## EXTRACT
>>>
# Crew radio



## Harry Nicholson (Oct 11, 2005)

I think it was on Brocklebanks 'Mawana'1958/59 that I sometimes serviced an Armstrong radio unit in the Indian Crew quarters. I cannot recall whether this was a repeater driven from an Armstrong base station in the radio room, or whether the crew had control of the tuning. According to an enthusiasts site, Armstrong built EXP 125/3, a 14 valve all band rx, about that time - with 15 watt output - perhaps enough power to drive slave remotes on the poop. Anyone have experience of such arrangements?


----------



## pippin (May 13, 2008)

Not specifically replying to your request.
In the '60's-'70s I sailed on several ships with crews from the Sub-Continent.
Many of them bought cheap Soviet-made receivers that had turret band changing.
As R/O I serviced plenty of those for them, tricky job!


----------



## tunatownshipwreck (Nov 9, 2005)
<<<
## DATASET RECORDS
>>>
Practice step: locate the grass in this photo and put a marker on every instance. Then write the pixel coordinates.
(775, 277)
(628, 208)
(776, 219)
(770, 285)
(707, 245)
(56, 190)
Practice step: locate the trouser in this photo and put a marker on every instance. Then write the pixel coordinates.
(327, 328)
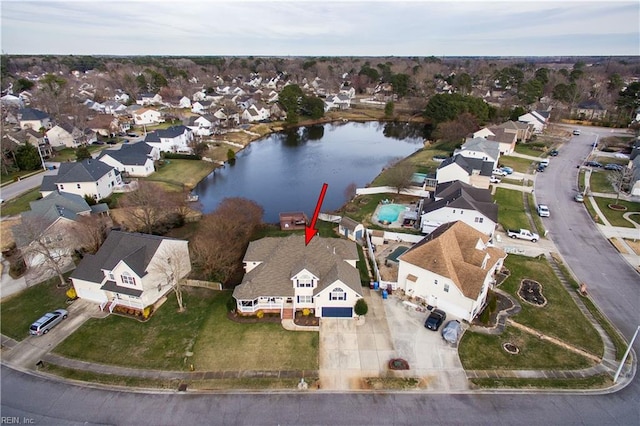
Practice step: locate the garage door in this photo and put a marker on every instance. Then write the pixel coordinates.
(337, 312)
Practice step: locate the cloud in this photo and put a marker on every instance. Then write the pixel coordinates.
(420, 28)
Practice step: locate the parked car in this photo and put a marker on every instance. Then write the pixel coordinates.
(435, 319)
(47, 322)
(613, 166)
(543, 210)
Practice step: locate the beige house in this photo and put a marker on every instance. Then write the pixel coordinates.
(452, 269)
(283, 275)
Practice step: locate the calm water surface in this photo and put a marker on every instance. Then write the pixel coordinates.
(285, 172)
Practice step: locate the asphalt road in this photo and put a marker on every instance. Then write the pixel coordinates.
(612, 282)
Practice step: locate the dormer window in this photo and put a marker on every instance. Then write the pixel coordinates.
(127, 279)
(338, 294)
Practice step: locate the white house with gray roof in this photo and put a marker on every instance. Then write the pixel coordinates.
(172, 139)
(283, 275)
(457, 200)
(89, 177)
(132, 270)
(137, 159)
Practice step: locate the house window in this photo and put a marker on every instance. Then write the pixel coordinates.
(338, 294)
(127, 279)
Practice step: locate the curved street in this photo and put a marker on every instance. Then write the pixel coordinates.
(611, 281)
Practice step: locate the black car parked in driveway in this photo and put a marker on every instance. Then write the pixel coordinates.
(435, 319)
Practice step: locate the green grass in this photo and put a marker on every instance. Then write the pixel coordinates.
(484, 352)
(560, 317)
(613, 216)
(511, 213)
(599, 182)
(159, 343)
(593, 382)
(223, 344)
(19, 311)
(518, 164)
(178, 174)
(20, 204)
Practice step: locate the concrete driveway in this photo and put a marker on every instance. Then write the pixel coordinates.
(25, 354)
(430, 357)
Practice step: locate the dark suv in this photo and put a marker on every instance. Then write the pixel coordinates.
(435, 319)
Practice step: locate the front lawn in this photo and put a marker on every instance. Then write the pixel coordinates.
(511, 209)
(203, 329)
(160, 343)
(226, 345)
(613, 216)
(19, 311)
(21, 203)
(484, 352)
(560, 317)
(176, 174)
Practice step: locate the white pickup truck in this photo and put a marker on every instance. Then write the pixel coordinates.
(523, 234)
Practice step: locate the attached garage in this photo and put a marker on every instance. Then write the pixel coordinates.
(337, 312)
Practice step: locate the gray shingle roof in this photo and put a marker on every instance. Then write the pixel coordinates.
(89, 170)
(135, 249)
(282, 258)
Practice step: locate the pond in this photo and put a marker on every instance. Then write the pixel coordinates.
(284, 172)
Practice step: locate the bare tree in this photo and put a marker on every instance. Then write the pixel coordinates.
(224, 235)
(40, 239)
(172, 269)
(400, 176)
(146, 207)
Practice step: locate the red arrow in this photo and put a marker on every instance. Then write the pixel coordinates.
(310, 230)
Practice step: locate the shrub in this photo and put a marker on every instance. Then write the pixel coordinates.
(231, 304)
(71, 293)
(361, 307)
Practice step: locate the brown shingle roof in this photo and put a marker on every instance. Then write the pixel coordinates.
(457, 251)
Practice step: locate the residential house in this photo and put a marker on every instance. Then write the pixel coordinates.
(135, 159)
(89, 177)
(589, 110)
(147, 116)
(473, 171)
(145, 99)
(452, 269)
(351, 229)
(55, 218)
(203, 125)
(200, 107)
(31, 118)
(184, 102)
(480, 148)
(65, 135)
(283, 275)
(131, 270)
(537, 119)
(104, 124)
(173, 139)
(457, 200)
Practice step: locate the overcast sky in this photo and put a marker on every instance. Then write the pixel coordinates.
(316, 28)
<<<
## WHAT IS EXPECTED
Print the part of the crew radio thread that starts with "I think it was" and goes on through "of such arrangements?", word for word.

## THE RESULT
I think it was on Brocklebanks 'Mawana'1958/59 that I sometimes serviced an Armstrong radio unit in the Indian Crew quarters. I cannot recall whether this was a repeater driven from an Armstrong base station in the radio room, or whether the crew had control of the tuning. According to an enthusiasts site, Armstrong built EXP 125/3, a 14 valve all band rx, about that time - with 15 watt output - perhaps enough power to drive slave remotes on the poop. Anyone have experience of such arrangements?